==== Dataset rows ====

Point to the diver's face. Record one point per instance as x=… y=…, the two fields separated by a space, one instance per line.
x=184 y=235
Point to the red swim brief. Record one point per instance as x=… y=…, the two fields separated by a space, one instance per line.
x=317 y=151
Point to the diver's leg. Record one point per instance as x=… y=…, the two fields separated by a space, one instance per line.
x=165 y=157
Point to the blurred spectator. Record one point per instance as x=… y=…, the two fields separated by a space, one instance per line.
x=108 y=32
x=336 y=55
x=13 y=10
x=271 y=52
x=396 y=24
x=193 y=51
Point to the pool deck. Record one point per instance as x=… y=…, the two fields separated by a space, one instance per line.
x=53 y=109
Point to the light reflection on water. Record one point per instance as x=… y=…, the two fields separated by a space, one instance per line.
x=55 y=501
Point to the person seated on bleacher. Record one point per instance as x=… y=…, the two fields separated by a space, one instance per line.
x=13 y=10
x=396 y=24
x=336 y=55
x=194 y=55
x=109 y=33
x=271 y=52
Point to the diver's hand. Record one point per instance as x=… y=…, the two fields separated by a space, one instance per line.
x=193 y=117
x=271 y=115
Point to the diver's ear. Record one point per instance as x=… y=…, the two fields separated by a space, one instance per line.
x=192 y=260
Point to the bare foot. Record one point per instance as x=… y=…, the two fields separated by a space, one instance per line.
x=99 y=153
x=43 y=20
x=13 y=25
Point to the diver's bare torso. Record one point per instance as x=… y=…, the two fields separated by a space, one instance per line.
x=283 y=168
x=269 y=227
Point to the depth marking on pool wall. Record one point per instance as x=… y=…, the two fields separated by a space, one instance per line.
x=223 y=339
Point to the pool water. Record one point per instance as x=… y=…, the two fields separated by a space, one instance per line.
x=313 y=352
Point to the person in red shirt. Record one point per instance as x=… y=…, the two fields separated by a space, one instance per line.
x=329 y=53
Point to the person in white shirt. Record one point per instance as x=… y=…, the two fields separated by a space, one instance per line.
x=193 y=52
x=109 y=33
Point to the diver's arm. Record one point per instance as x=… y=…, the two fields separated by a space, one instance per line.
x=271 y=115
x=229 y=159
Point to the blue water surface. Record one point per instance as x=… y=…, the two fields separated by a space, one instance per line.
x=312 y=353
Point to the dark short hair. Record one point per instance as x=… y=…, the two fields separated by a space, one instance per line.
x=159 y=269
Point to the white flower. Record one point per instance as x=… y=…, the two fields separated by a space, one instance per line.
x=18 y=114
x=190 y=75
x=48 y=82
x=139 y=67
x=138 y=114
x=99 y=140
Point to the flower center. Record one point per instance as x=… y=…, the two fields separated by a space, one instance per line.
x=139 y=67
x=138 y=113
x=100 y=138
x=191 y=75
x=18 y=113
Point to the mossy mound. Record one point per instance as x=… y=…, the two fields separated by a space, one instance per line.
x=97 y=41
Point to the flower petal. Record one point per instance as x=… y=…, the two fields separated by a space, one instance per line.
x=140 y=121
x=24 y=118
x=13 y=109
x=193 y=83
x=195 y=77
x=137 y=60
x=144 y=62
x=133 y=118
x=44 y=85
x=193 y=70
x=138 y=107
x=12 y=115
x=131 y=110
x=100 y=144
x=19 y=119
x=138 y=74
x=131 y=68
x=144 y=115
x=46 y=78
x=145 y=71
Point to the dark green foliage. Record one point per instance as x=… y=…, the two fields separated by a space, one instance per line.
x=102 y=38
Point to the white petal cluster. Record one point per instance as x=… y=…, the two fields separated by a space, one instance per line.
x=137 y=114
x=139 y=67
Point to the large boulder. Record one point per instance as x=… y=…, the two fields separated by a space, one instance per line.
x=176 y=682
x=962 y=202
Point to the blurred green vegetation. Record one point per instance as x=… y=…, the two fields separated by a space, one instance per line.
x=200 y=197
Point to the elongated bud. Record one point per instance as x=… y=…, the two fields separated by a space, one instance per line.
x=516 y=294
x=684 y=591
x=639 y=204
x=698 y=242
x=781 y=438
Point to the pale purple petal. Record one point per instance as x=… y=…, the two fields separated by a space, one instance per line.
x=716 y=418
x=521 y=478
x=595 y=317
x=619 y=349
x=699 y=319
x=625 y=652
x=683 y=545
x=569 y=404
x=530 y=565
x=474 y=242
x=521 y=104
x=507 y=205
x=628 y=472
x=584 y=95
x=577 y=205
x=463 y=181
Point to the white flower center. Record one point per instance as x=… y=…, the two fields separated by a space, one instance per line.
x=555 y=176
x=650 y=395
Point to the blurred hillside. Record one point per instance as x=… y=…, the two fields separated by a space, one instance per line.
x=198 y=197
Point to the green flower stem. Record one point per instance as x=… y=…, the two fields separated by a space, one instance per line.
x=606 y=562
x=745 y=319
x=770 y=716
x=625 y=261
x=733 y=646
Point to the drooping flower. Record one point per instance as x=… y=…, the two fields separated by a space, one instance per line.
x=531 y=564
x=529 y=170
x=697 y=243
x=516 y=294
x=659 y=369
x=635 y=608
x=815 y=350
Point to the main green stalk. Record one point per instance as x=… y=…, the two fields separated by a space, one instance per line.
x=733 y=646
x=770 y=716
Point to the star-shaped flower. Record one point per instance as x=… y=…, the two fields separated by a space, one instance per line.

====

Task requirements -
Could you give the records again from the line with "Point to the person in white" to the line with "x=312 y=353", changing "white shirt" to "white T-shirt" and leaving everything else unchanged?

Worked answer -
Point to the person in white T-shirt. Record one point per instance as x=… y=…, the two fields separated by a space, one instance per line.
x=193 y=52
x=109 y=33
Point to the diver's arm. Record one point per instance as x=… y=…, the two fields separated by a space, one instance per line.
x=271 y=115
x=229 y=159
Point to the blue water surface. Record one point per instance as x=… y=…, the two fields separated by a space, one instance per line.
x=312 y=353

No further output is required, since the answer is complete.